EXERCISE GOAL ▸ Copy the rows below word for word, starting at the line that contains "Target: green leaf" and ending at the last line of the rows. Omit the pictures from your copy.
········
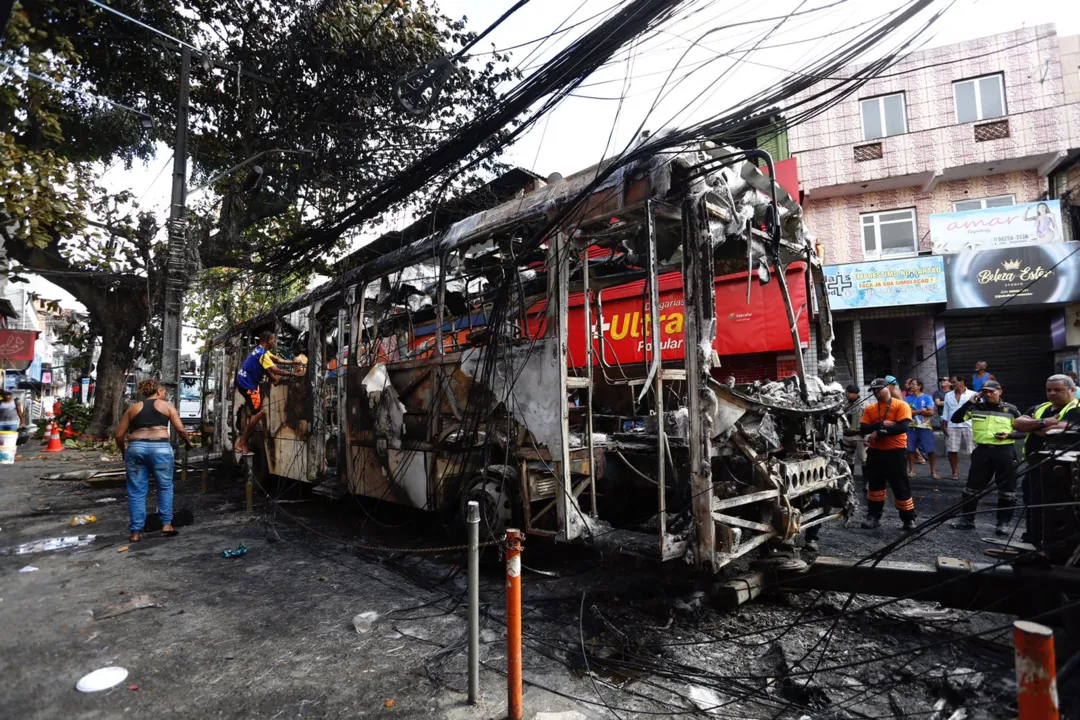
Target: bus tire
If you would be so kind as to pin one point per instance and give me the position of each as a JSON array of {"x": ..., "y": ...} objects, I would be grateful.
[{"x": 496, "y": 491}]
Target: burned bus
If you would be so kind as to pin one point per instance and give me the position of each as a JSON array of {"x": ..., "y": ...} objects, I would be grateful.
[{"x": 569, "y": 361}]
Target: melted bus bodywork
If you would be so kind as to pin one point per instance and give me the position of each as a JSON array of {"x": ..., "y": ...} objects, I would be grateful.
[{"x": 480, "y": 364}]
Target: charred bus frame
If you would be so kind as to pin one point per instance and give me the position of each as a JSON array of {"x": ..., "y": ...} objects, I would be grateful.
[{"x": 661, "y": 460}]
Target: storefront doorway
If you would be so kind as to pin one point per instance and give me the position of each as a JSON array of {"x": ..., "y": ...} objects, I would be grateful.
[{"x": 899, "y": 347}]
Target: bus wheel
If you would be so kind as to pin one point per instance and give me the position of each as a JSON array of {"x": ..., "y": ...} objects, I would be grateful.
[{"x": 496, "y": 491}]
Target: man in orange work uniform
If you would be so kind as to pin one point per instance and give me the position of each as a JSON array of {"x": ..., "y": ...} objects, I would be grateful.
[{"x": 886, "y": 424}]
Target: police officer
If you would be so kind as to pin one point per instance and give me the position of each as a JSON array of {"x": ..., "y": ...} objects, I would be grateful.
[
  {"x": 994, "y": 458},
  {"x": 886, "y": 424},
  {"x": 1061, "y": 409}
]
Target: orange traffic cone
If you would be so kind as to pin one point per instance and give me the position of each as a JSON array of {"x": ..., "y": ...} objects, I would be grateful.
[{"x": 54, "y": 440}]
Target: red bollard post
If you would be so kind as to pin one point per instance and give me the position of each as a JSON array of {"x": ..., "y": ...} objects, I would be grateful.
[
  {"x": 514, "y": 539},
  {"x": 1036, "y": 671}
]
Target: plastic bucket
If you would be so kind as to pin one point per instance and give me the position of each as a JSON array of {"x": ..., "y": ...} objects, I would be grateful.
[{"x": 9, "y": 439}]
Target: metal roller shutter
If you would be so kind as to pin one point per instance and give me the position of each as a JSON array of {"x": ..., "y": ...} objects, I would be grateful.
[{"x": 1016, "y": 348}]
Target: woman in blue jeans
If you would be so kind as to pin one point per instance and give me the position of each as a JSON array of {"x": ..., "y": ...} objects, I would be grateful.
[{"x": 148, "y": 450}]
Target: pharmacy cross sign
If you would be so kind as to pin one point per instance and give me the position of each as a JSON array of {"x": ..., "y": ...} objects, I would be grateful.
[{"x": 17, "y": 344}]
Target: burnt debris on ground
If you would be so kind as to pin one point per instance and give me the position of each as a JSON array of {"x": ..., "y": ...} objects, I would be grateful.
[{"x": 605, "y": 635}]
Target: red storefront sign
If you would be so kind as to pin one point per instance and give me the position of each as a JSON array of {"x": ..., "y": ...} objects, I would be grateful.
[
  {"x": 17, "y": 344},
  {"x": 626, "y": 325}
]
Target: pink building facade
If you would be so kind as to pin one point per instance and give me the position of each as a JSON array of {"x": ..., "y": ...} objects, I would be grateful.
[{"x": 963, "y": 127}]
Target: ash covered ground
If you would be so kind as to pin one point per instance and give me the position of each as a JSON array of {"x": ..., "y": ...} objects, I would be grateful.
[{"x": 270, "y": 635}]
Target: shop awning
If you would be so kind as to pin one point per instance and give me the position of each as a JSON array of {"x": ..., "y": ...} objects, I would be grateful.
[{"x": 16, "y": 347}]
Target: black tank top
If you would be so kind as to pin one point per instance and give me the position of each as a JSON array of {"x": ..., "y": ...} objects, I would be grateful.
[{"x": 149, "y": 417}]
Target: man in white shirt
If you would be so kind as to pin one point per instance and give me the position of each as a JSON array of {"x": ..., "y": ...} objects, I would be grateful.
[{"x": 957, "y": 434}]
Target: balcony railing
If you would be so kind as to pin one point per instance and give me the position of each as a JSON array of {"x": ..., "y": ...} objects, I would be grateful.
[
  {"x": 864, "y": 152},
  {"x": 991, "y": 131}
]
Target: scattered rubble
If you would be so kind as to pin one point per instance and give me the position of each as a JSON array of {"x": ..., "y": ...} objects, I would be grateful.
[
  {"x": 51, "y": 544},
  {"x": 364, "y": 622},
  {"x": 137, "y": 602}
]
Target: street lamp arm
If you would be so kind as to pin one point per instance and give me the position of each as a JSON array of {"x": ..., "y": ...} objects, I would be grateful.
[{"x": 247, "y": 162}]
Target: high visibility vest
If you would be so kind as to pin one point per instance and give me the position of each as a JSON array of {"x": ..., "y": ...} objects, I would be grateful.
[
  {"x": 1041, "y": 410},
  {"x": 987, "y": 422}
]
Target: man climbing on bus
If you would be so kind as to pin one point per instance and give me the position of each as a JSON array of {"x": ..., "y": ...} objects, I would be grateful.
[{"x": 260, "y": 363}]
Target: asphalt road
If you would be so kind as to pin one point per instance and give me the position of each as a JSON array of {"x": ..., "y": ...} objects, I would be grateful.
[{"x": 270, "y": 635}]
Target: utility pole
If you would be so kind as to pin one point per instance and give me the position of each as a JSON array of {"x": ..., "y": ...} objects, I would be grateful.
[{"x": 176, "y": 258}]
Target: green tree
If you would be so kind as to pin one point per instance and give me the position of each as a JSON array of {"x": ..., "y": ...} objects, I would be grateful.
[{"x": 297, "y": 93}]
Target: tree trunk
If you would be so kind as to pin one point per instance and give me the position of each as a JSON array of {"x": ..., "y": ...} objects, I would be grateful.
[{"x": 117, "y": 356}]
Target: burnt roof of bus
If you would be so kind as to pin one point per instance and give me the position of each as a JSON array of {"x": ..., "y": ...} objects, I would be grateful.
[
  {"x": 495, "y": 192},
  {"x": 625, "y": 190}
]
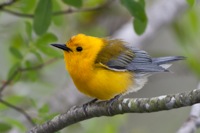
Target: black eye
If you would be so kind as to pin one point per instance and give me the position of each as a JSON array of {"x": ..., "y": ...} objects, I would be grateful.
[{"x": 79, "y": 49}]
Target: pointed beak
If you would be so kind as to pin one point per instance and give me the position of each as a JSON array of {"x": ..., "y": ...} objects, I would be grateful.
[{"x": 62, "y": 46}]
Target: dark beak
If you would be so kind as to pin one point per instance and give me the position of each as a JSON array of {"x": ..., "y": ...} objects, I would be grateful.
[{"x": 62, "y": 46}]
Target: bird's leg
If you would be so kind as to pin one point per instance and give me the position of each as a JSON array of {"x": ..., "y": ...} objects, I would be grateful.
[
  {"x": 88, "y": 103},
  {"x": 111, "y": 101}
]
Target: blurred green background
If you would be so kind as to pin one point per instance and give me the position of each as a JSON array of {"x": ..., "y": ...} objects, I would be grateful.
[{"x": 42, "y": 86}]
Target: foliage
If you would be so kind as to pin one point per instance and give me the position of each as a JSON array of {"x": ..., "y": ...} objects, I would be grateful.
[{"x": 34, "y": 24}]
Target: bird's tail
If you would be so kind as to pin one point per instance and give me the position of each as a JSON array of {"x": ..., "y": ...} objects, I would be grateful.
[{"x": 165, "y": 61}]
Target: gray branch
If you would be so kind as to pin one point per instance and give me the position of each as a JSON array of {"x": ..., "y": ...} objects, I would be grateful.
[
  {"x": 137, "y": 105},
  {"x": 193, "y": 121}
]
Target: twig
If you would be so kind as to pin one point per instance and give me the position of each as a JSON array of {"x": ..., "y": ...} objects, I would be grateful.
[
  {"x": 192, "y": 123},
  {"x": 19, "y": 110},
  {"x": 139, "y": 105},
  {"x": 68, "y": 11}
]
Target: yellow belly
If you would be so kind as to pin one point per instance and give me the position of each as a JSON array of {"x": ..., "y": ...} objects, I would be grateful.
[{"x": 102, "y": 83}]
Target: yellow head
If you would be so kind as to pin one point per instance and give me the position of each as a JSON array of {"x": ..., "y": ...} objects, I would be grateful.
[{"x": 81, "y": 50}]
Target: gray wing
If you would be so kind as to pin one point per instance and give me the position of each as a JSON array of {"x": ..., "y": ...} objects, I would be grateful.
[
  {"x": 118, "y": 57},
  {"x": 143, "y": 63}
]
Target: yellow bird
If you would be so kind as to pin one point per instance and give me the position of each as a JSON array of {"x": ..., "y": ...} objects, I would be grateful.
[{"x": 105, "y": 68}]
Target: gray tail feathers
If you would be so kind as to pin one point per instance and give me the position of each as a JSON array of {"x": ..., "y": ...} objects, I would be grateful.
[{"x": 166, "y": 60}]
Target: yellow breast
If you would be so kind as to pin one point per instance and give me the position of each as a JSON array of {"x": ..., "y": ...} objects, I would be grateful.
[{"x": 99, "y": 82}]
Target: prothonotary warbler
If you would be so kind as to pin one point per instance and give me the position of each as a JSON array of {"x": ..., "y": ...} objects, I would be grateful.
[{"x": 105, "y": 68}]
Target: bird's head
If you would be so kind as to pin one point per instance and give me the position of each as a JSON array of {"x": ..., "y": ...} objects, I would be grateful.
[{"x": 81, "y": 46}]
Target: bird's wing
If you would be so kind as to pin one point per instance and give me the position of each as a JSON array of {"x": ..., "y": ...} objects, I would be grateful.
[{"x": 118, "y": 57}]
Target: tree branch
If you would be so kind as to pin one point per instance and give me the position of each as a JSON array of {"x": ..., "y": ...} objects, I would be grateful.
[
  {"x": 192, "y": 122},
  {"x": 138, "y": 105},
  {"x": 68, "y": 11},
  {"x": 20, "y": 110}
]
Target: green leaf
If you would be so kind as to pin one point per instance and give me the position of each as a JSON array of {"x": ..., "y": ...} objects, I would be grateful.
[
  {"x": 137, "y": 10},
  {"x": 191, "y": 2},
  {"x": 44, "y": 109},
  {"x": 28, "y": 29},
  {"x": 16, "y": 123},
  {"x": 4, "y": 127},
  {"x": 57, "y": 19},
  {"x": 43, "y": 44},
  {"x": 13, "y": 70},
  {"x": 42, "y": 16},
  {"x": 75, "y": 3},
  {"x": 139, "y": 26},
  {"x": 27, "y": 5},
  {"x": 16, "y": 53}
]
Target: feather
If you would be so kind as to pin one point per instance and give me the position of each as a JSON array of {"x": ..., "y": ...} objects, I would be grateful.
[{"x": 117, "y": 56}]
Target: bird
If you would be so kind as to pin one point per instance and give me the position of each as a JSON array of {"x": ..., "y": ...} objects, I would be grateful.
[{"x": 106, "y": 68}]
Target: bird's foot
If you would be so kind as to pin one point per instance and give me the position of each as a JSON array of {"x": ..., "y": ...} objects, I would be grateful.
[
  {"x": 88, "y": 103},
  {"x": 111, "y": 101}
]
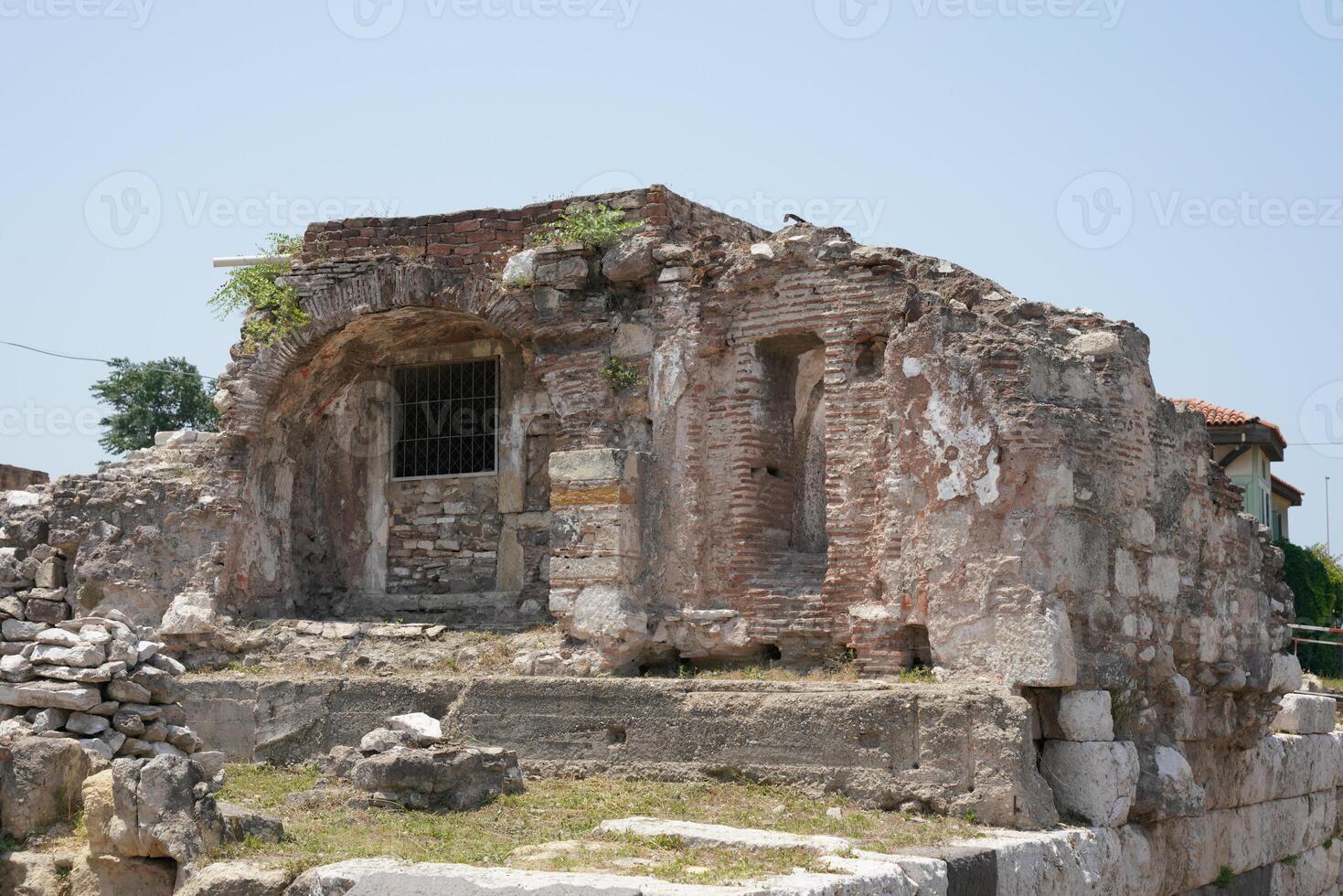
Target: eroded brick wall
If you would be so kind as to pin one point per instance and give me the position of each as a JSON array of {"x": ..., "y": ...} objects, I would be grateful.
········
RESULT FOR THIS EXERCISE ▸
Target: green leaf
If you would be so kind as to pin one point per instance and give me the position of each as a JSON array of {"x": ..., "y": ...} objects, I would be grateful.
[
  {"x": 137, "y": 10},
  {"x": 191, "y": 2},
  {"x": 44, "y": 109},
  {"x": 28, "y": 29},
  {"x": 16, "y": 123},
  {"x": 4, "y": 127},
  {"x": 57, "y": 19},
  {"x": 43, "y": 44},
  {"x": 13, "y": 70},
  {"x": 42, "y": 16},
  {"x": 75, "y": 3},
  {"x": 139, "y": 26},
  {"x": 27, "y": 5},
  {"x": 16, "y": 53}
]
Target: feather
If you would be so kind as to pin one point per instance and give me the position of each as a JSON array of {"x": ..., "y": ...} objects, I would be grateful.
[{"x": 117, "y": 56}]
Target: bird
If you would be so kind as to pin one point per instance and give me the position of each as a JSON array of {"x": ..., "y": ...} objects, I would be grateful.
[{"x": 106, "y": 68}]
Target: bird's foot
If you would be so kind as to pin one point per instance and give me the position of each as a JSON array of {"x": ..., "y": ...} objects, I would be grateful.
[
  {"x": 88, "y": 103},
  {"x": 111, "y": 101}
]
Target: eroded brick wall
If you would be so kind as to pin one point per instance and give me the position of each as a JSON array of {"x": ..., "y": ...} objects, I would be grateful.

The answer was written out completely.